== Reading passage

Have you ever wondered what would happen if you suddenly gave the
Internet to a remote, isolated indigenous tribe with no prior
experience of the modern world?
Well, wonder no more!
That's exactly what you're about to find
out...
Yes, as either an elaborate PR stunt or a
selfless act of generosity (depending on whom you ask), a wealthy
American benefactor has just bestowed the "gift" of
Starlink
antennae on an Amazonian tribe to connect their isolated community
to the Internet.
In other words,
we are watching exactly what transpires when
you introduce a non-technological tribe to the "glories" of the
Internet.
And the result of this strange little experiment
has been exactly as horrific as you might imagine...
THE STORY

The Vale do Javari is one of the largest indigenous territories in
Brazil.
Located in a remote region of Brazil's Amazonas
state, it is
believed to be home to,
"the greatest concentration of isolated
groups in the Amazon and the world."
One of those groups is the
Marubo, a tribe of around 2,000
people who have had only limited contact with the outside world
since they were first "discovered" during the Amazon rubber boom of
the early 20th century.
The Marubo have been in touch with the outside world for a century
now, but for the most part they have eschewed modern technology and
amenities in favor of their traditional tribal lifestyle.
They live in communal huts and they fish, hunt
wild boar, grow cassava and eat banana porridge.
But nine months ago, everything changed for the Marubo...
That's when Enoque Marubo - a leader of
the tribe who spent years living in the "civilized" world and thus
realized the potential value of the Internet - recorded a 50-second
video asking for help connecting his community to the world wide
web.
Days later, they heard back from Allyson
Reneau...
Reneau is - according to
her website - an
international motivational speaker, a professional gymnastics coach,
a successful entrepreneur and, oh by the way, the mother of 11
children.
She also likes to highlight her international
charity work, which includes visiting children in Rwanda, talking on
Pakistani television and speaking at conferences in South Africa.
Also,
according to The New
York Times, Reneau likes to highlight international charity
work she may or may not have been involved with.
In 2021, she was interviewed on CNN and Fox
News for "rescuing" an all-girls robotics team from Afghanistan
during the Taliban takeover.
But days later, lawyers for the robotics team
told Ms. Reneau to stop taking credit for a rescue she had
little to do with.
And so, when she received a video from a
Brazilian indigenous tribal leader in traditional headdress begging
for 20 Starlink antennae to bring the Internet to his remote corner
of the Amazon, Reneau jumped at the opportunity.

====
== Data shown

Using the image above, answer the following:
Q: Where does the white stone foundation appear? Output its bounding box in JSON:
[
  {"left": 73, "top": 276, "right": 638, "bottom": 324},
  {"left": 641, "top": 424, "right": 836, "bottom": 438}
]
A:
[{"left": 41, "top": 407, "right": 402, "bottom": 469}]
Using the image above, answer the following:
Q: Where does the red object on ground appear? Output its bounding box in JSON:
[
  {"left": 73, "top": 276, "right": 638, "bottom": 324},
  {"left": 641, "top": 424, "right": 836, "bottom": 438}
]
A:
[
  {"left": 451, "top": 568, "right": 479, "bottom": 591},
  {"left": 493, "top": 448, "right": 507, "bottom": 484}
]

====
== Data shown

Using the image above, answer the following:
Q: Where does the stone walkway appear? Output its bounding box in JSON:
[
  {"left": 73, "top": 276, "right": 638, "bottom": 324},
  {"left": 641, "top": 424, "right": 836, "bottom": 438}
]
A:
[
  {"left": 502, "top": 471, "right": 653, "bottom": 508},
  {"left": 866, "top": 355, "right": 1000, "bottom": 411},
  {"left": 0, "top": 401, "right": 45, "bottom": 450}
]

====

## Set problem
Rewrite the Marubo article starting with "Reneau is - according" and going on through "been involved with.", putting "public speaker" wherever "motivational speaker" appears. The records are separate material that has nothing to do with the article.

## Task solution
Reneau is - according to
her website - an
international public speaker, a professional gymnastics coach,
a successful entrepreneur and, oh by the way, the mother of 11
children.
She also likes to highlight her international
charity work, which includes visiting children in Rwanda, talking on
Pakistani television and speaking at conferences in South Africa.
Also,
according to The New
York Times, Reneau likes to highlight international charity
work she may or may not have been involved with.